An exact copy of the data below is required; return it in full.

| Study material |
§

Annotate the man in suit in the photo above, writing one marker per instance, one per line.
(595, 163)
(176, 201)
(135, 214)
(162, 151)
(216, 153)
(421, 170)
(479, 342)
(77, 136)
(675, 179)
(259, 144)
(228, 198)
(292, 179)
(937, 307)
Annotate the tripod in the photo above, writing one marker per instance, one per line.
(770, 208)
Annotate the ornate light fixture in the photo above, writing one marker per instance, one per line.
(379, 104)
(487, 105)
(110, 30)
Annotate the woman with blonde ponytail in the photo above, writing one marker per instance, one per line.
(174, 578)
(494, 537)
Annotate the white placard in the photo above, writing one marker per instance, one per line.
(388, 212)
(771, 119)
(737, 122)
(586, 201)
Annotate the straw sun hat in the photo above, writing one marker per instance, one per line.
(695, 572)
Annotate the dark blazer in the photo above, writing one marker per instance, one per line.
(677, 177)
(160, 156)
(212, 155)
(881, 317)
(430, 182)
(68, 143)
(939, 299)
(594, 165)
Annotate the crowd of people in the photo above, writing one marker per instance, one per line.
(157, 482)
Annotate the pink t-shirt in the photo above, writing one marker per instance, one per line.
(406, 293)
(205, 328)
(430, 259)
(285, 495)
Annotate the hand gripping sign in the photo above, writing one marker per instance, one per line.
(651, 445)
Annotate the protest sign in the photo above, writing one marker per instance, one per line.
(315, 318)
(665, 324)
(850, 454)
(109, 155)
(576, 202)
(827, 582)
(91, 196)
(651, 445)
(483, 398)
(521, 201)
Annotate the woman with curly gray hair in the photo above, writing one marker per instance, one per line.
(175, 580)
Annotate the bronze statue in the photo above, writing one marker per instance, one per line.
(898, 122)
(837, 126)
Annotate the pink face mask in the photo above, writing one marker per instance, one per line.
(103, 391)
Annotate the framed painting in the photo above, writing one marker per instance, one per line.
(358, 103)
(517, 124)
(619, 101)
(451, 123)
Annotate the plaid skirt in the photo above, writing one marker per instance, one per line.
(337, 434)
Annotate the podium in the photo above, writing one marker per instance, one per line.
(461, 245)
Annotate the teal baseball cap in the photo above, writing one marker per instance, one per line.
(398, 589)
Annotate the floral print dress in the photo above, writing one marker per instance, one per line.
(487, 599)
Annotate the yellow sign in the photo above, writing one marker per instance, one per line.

§

| Task response |
Annotate the man in suit in the photo above, writing one marker per instance, one per line.
(595, 163)
(176, 201)
(135, 214)
(162, 151)
(216, 153)
(421, 170)
(479, 342)
(77, 136)
(675, 179)
(259, 144)
(228, 198)
(292, 179)
(937, 307)
Annotate the tripod in the photo above, writing one marker per instance, one per line.
(770, 208)
Annotate the ornate light fixture in the photo above, writing one marker per instance, one per line.
(379, 104)
(487, 105)
(110, 30)
Annotate the woman with blonde ponytail in the photo above, writing one marker per instance, one per line.
(174, 578)
(494, 537)
Annotate the white placard in the photo above, writing one marker per instance, one per line.
(388, 212)
(771, 119)
(737, 122)
(586, 201)
Annotate the straw sun hat in the photo above, writing one marker per instance, one per line.
(695, 572)
Annotate the dark blazer in the photo above, writing one marker per instance, one per line.
(677, 177)
(160, 156)
(212, 155)
(881, 317)
(430, 182)
(68, 143)
(939, 299)
(594, 165)
Annotate the crowd of people in the photo above, writing one marker per instance, one per line.
(157, 482)
Annotate the pink t-shirt in the photo above, writing one marker per instance, one per line.
(406, 293)
(205, 328)
(430, 259)
(285, 495)
Annotate the hand gripping sign in the photo above, writing one marker per instance, one per line.
(651, 445)
Annotate the protest sign in the photo above, writing one marker per instance, one per line.
(315, 318)
(665, 324)
(850, 454)
(109, 155)
(576, 202)
(827, 582)
(91, 196)
(651, 445)
(483, 398)
(521, 201)
Annotate the woman with curly gray hair in the photo above, writing one marker per instance, one per line.
(175, 580)
Annotate the bronze statue in the photo above, writing one marker per instance, one per line.
(898, 122)
(837, 126)
Annotate the pink face mask in the photo above, writing one marker per instance, one per line.
(103, 391)
Annotate the framed painting in the photo above, writing one marker per instance, one per line.
(358, 103)
(517, 124)
(619, 101)
(451, 123)
Annotate the plaid skirt in the photo above, writing one marker per instance, one per line.
(337, 434)
Annotate the podium in the photo above, writing one marker per instance, one per line.
(461, 245)
Annotate the teal baseball cap in the photo above, writing one marker per instance, one per line.
(398, 589)
Annotate the floral print dress in the photo above, writing one marker per instance, one per line.
(487, 599)
Annotate the yellow sign in the photo above, writing one marker per instance, one per line.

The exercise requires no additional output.